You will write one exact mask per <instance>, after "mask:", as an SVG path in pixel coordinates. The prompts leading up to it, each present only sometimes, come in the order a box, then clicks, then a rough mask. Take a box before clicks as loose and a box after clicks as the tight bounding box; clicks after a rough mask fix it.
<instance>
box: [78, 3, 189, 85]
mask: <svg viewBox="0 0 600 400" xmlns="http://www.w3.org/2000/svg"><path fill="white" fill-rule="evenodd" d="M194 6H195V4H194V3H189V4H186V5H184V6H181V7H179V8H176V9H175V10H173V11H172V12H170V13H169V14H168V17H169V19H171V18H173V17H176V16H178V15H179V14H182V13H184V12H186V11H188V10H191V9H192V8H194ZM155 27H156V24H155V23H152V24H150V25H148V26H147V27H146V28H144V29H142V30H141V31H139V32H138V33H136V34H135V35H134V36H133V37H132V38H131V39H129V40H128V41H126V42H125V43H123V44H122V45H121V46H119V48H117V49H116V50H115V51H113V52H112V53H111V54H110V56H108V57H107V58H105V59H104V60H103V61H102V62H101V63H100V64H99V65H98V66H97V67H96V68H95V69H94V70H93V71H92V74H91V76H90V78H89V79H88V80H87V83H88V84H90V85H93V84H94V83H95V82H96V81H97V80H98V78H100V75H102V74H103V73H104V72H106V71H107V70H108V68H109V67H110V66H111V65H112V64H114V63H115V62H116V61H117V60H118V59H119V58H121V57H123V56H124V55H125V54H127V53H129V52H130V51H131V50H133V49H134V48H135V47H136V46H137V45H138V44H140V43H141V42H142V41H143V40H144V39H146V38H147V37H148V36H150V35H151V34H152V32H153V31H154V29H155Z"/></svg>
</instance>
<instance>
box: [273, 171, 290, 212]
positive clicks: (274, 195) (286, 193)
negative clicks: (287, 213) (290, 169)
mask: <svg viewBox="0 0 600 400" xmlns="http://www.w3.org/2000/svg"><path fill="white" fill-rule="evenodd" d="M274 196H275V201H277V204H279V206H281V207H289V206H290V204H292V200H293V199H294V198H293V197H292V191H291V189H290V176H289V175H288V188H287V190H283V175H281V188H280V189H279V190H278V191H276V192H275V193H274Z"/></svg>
☆ ☆ ☆
WORK TASK: Say how many lines of the entries above hold the string "instance", and say nothing besides the number.

OUTPUT FOR THIS EXERCISE: 4